EXERCISE A: List every real person the article on the presidential campaign names.

TEXT EXCERPT:
To paraphrase a great American poet of the 1980s, this is not our beautiful house.We get a tiny breather in the political calendar this week, and it's a useful moment to take half a step back from the most chaotic and disordered presidential campaign in living memory and ask ourselves the big question: What in the name of Jiminy Cricket is going on here? I spent the week digging into the past for clues to the strange dynamics of the present: To be clear, I did not conclude that Donald Trump is a new Hitler or that Bernie Sanders is a new Lenin, only that the parallels and the discontinuities were instructive.

So here's what's happening: Our political system is profoundly broken, and although many of us have understood that for years, this has been the year that fact became unavoidable. Both political parties are struggling through transparently rigged primary campaigns that have made that ludicrous process look more outdated than ever. Nobody cares about the Democratic vote in Wyoming and it's not going to matter, but when Bernie Sanders dominates the caucuses in that empty, dusty and Republican-dominated state and wins seven of its 18 delegates, doesn't that sum up the whole damn thing?

Both parties are also struggling to control long-simmering internal conflicts that have come boiling to the surface this year, and in both cases the leadership caste is wondering whether it's time to burn down the village in order to save it. In the larger analysis, both parties are struggling to ignore the mounting evidence of their own irrelevance. One of them is struggling with that in a more public and more spectacular fashion at the moment, but the contagion is general. In my judgment, Democrats would do well to cancel the Champagne and refill the Xanax.

Despite the unkillable Whack-a-Mole candidacy of Sanders — who, as I argued this week, has channeled an insurgent and quasi-revolutionary class-consciousness that other politicians didn't even know existed — we are likely to end up with a general-election campaign between the two least popular major-party nominees in political history. OK, I suppose we can't know that for sure: We don't have polling data to consult from the infamous election of 1828, when Andrew Jackson accused President John Quincy Adams of procuring hookers for the Russian czar and running a gambling den in the White House. (Adams accused Jackson of being a bigamist and an adulterer, and also hinted that he might be partly black, despite his overtly racist views.)

EXERCISE B: Turn the lines of the listing into a Markdown table with the columns Number and Record line. Begin at the line that has "the rocky outcrop", go through the last line of the listing, and leave out blank lines.

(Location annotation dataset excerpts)
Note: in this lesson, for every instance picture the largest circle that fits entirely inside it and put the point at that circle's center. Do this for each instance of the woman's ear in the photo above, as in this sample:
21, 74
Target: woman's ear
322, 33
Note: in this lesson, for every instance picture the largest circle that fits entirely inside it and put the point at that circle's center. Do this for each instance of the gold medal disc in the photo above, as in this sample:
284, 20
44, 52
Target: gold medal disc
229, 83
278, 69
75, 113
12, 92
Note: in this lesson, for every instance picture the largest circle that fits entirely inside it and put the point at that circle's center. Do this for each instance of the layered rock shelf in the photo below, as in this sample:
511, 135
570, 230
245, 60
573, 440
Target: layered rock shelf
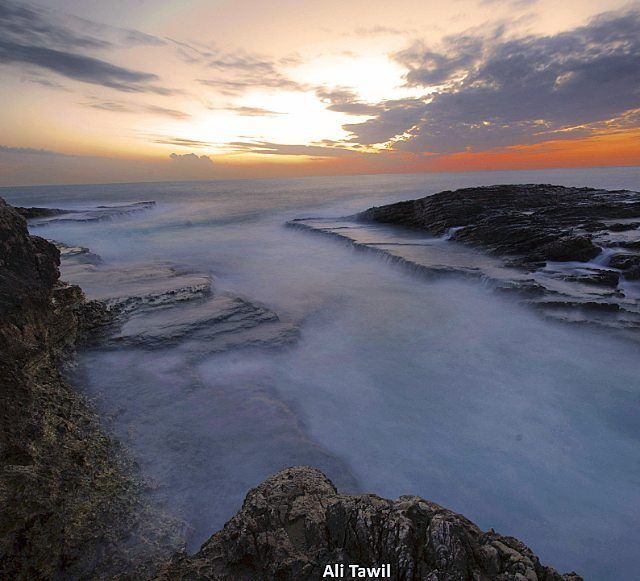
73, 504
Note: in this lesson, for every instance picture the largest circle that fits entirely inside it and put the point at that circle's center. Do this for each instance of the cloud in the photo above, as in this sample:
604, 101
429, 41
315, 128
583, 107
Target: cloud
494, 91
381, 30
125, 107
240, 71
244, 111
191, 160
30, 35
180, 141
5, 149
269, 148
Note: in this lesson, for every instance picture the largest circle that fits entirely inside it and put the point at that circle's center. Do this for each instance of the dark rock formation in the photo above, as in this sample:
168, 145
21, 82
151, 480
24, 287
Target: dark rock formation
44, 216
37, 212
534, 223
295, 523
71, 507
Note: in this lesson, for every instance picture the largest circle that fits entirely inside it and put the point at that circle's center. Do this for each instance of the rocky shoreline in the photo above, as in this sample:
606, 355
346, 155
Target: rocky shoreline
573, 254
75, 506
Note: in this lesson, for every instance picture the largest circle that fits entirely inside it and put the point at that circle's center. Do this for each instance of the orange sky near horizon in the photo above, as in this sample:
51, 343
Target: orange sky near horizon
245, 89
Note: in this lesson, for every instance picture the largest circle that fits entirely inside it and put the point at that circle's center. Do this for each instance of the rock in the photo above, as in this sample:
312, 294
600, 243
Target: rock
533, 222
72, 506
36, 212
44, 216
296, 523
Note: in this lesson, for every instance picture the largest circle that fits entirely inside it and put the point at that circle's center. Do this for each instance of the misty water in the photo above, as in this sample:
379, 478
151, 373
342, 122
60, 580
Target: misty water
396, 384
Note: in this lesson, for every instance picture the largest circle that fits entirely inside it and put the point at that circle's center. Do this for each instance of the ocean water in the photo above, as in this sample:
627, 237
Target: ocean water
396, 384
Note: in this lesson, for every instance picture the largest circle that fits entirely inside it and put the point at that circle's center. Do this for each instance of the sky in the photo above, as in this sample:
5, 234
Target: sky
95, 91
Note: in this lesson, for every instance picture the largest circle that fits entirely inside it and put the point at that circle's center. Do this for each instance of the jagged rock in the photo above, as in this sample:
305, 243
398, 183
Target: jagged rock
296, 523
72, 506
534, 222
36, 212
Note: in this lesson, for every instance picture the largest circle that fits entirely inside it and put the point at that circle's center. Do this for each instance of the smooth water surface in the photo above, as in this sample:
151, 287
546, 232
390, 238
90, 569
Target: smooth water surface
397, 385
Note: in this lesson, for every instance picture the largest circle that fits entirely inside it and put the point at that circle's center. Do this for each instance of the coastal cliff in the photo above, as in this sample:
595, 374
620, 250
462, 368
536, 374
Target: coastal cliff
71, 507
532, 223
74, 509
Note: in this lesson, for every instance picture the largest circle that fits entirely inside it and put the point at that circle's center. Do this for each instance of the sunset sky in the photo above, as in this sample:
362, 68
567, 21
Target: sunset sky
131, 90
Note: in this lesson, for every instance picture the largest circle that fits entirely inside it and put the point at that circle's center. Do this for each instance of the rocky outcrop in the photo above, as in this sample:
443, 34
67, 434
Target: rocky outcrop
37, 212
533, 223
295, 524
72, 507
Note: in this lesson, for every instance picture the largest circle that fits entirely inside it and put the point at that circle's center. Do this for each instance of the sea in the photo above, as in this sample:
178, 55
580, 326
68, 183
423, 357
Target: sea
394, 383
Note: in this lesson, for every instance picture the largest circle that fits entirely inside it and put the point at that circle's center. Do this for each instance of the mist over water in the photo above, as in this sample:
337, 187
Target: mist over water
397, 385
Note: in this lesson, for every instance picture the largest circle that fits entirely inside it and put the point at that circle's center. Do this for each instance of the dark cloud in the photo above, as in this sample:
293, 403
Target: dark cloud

EXPECTED OUTPUT A: Donald Trump, Hitler, Bernie Sanders, Lenin, Andrew Jackson, John Quincy Adams

EXPECTED OUTPUT B:
| Number | Record line |
|---|---|
| 1 | Note: in this lesson, for every instance picture the largest circle that fits entirely inside it and put the point at that circle's center. Do this for each instance of the rocky outcrop in the photo above, as in this sample: |
| 2 | 443, 34 |
| 3 | 67, 434 |
| 4 | Target: rocky outcrop |
| 5 | 37, 212 |
| 6 | 533, 223 |
| 7 | 295, 524 |
| 8 | 72, 507 |
| 9 | Note: in this lesson, for every instance picture the largest circle that fits entirely inside it and put the point at that circle's center. Do this for each instance of the sea in the photo above, as in this sample: |
| 10 | 178, 55 |
| 11 | 580, 326 |
| 12 | 68, 183 |
| 13 | 423, 357 |
| 14 | Target: sea |
| 15 | 394, 383 |
| 16 | Note: in this lesson, for every instance picture the largest circle that fits entirely inside it and put the point at that circle's center. Do this for each instance of the mist over water in the photo above, as in this sample: |
| 17 | 337, 187 |
| 18 | Target: mist over water |
| 19 | 397, 385 |
| 20 | Note: in this lesson, for every instance picture the largest circle that fits entirely inside it and put the point at that circle's center. Do this for each instance of the dark cloud in the photo above, as in this sample: |
| 21 | 293, 403 |
| 22 | Target: dark cloud |